**Your objective:** Translate this sentence from the report below on the tricuspid valve replacement into Spanish: "Cardiologists on staff also perform tricuspid valve interventions using the MitraClip and PASCAL repair systems."

**Extract to read:**
────────────────────────────────────────
Physicians at St. Michael’s Hospital of Unity Health Toronto in Canada announced this month that they’d completed the world’s first minimally invasive tricuspid valve replacement with success.
The patient in question, a 76-year-old man, presented to St. Michael’s with enough damage that low-effort tasks like getting out of a car or walking from the bedroom to the bathroom were difficult. Within 48 hours of his valve replacement procedure, performed with Edwards Lifesciences' EVOQUE tricuspid valve replacement system, doctors Neil Fam, Mark Peterson and Geraldine Ong reported he was doing significantly better and was able to resume those daily tasks.
The EVOQUE valve was developed and first used for mitral valve replacement, but, according to a release from St. Michael’s, Fam approached Edwards two years ago about using the valve system for tricuspid replacements. Tricuspid valve replacements are typically performed via open heart surgery or thoracotomy, but both of those options are invasive, heightening procedural risk for older patients.
“Doing tricuspid valve replacements through the femoral approach is a game-changer as it opens up treatment options for patients with heart failure who are too sick to undergo surgery or are not good candidates for tricuspid clipping,” Fam, the director of Interventional Cardiology and Cardiac Catheterization Labs at St. Michael’s, said in the release. “Going through the femoral vein means the risk of complications is dramatically lower.”
The structural heart team at St. Michael’s has reportedly performed multiple tricuspid valve procedures since its first success with the EVOQUE system, which took place back in May of 2019. Cardiologists on staff also perform tricuspid valve interventions using the MitraClip and PASCAL repair systems.
Fam et al. said their early results are encouraging—but they’re preliminary. Further studies are planned.
────────────────────────────────────────
**Dataset excerpts:**
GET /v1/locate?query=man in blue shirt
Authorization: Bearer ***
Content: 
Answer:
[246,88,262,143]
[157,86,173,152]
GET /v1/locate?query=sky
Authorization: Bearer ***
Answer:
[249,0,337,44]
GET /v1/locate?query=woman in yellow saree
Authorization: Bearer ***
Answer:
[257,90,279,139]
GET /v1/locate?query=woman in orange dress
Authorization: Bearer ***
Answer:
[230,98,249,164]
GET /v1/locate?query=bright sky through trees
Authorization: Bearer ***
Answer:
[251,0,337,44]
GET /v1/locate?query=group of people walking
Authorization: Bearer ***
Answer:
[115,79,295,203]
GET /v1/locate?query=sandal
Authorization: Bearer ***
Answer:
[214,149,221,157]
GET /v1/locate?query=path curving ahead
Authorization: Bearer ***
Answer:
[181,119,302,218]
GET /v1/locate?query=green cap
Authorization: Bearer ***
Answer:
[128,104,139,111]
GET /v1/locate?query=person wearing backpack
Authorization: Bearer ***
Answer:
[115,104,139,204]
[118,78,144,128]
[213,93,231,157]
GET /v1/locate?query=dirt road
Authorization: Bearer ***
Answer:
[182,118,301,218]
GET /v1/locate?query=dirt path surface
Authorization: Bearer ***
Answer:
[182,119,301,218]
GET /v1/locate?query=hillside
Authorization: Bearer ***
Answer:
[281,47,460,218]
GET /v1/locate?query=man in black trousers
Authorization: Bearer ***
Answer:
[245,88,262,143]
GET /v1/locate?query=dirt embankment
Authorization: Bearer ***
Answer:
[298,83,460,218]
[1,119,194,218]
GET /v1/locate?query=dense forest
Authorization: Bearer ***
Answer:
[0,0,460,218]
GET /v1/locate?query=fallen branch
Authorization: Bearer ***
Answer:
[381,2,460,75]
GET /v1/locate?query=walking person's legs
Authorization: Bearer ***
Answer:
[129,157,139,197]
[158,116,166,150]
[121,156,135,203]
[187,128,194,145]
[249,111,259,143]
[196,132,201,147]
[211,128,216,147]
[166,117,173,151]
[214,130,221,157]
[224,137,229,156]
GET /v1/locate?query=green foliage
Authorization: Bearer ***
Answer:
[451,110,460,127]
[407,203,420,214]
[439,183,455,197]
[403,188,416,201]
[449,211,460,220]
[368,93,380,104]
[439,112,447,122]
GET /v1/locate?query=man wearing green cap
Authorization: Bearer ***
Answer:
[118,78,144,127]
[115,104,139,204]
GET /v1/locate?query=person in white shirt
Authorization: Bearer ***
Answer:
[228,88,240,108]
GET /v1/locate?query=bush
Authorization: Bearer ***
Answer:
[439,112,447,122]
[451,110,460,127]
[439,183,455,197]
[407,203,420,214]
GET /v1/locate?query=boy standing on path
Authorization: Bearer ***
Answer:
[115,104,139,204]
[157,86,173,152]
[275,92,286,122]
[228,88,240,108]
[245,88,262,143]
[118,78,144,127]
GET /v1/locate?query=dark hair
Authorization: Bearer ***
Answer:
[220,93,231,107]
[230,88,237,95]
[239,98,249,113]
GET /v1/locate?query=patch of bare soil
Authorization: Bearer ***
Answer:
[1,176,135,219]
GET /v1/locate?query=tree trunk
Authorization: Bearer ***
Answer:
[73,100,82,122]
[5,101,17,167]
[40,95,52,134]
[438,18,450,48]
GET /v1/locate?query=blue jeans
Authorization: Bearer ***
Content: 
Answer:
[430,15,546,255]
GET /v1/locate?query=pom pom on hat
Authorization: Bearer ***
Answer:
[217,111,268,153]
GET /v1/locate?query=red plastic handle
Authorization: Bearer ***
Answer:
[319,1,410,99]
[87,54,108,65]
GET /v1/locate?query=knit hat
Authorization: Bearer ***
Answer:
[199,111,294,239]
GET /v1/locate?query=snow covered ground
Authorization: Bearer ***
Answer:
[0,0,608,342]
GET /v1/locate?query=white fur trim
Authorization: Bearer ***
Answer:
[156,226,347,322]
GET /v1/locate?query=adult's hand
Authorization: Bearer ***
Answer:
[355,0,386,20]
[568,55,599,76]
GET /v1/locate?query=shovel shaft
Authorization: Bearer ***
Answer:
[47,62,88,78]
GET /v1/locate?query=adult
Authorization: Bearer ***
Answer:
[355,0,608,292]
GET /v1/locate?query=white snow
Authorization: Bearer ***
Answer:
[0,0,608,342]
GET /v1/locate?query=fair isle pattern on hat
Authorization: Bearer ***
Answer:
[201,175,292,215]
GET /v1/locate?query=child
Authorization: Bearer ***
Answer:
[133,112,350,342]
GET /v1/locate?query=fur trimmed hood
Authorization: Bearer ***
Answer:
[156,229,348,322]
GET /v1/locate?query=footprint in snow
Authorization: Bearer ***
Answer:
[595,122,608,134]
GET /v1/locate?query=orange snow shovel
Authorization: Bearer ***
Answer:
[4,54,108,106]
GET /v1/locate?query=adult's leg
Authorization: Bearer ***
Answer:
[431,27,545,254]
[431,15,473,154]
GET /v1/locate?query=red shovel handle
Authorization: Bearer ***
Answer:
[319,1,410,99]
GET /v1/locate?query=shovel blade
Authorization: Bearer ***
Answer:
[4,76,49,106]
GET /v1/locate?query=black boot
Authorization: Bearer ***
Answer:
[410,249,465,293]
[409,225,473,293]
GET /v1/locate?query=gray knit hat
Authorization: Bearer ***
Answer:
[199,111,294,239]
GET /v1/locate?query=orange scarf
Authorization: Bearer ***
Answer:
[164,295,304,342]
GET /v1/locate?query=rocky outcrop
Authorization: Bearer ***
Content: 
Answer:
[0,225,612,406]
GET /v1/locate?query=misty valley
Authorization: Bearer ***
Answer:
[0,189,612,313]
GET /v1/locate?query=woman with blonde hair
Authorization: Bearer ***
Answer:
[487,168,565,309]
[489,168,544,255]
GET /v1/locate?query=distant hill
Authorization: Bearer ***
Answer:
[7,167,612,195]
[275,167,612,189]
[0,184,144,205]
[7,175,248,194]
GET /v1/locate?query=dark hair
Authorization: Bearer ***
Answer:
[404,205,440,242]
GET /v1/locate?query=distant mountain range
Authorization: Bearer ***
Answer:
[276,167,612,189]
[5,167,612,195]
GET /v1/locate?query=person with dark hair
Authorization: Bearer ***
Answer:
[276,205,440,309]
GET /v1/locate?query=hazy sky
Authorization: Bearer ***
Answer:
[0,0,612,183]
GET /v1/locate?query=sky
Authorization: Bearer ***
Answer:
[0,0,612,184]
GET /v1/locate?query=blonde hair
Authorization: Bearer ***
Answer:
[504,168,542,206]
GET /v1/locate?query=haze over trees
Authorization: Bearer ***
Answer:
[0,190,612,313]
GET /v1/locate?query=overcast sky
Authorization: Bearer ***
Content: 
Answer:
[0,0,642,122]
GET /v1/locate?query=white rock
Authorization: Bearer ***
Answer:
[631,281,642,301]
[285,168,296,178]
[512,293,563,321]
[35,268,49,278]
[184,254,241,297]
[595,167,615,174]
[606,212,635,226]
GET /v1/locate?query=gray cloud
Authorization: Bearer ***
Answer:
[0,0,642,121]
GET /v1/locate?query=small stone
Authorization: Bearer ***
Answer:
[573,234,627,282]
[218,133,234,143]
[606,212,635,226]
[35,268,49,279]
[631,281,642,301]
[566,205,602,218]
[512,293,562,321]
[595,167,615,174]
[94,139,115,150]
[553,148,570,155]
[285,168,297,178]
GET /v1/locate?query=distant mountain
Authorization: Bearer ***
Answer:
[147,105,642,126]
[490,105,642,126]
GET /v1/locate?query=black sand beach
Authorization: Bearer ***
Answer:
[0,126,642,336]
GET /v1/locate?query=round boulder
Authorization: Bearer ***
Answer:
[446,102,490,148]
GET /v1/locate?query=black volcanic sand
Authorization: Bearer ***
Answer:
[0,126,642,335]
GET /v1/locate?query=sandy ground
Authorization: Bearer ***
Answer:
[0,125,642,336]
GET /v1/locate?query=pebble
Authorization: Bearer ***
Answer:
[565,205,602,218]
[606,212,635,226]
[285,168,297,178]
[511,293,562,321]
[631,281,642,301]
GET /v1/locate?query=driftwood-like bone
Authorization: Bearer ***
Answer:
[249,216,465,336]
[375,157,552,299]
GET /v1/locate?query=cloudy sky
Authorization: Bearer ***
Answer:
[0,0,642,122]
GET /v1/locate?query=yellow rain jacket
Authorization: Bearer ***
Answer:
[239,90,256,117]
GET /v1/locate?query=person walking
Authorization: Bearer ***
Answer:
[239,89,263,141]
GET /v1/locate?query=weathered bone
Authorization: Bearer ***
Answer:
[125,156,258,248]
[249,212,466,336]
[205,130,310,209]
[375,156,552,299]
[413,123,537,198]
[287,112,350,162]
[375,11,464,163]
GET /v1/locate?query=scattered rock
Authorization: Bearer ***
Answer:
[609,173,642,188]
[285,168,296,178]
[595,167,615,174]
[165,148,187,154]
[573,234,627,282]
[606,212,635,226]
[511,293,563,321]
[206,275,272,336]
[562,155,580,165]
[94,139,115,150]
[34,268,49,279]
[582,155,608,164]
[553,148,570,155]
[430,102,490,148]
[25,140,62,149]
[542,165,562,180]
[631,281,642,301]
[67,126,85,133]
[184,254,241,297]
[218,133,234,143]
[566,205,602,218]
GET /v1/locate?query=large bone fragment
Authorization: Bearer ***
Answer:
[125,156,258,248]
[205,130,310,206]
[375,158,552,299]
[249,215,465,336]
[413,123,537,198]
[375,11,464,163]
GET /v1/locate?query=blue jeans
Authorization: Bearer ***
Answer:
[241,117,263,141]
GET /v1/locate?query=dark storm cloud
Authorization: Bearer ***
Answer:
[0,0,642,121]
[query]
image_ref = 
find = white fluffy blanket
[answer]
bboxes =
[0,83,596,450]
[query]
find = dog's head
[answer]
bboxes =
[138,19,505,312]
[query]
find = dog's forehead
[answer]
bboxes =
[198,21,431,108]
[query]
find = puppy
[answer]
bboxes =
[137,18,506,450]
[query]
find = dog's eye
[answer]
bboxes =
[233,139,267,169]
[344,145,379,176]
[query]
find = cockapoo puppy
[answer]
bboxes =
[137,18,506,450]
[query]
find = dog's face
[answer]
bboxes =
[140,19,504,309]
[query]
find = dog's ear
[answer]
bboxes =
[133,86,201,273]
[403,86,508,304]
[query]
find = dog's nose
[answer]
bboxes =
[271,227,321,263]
────────────────────────────────────────
**Result for this exercise:** Los cardiólogos del personal también realizan intervenciones en la válvula tricúspide con los sistemas de reparación MitraClip y PASCAL.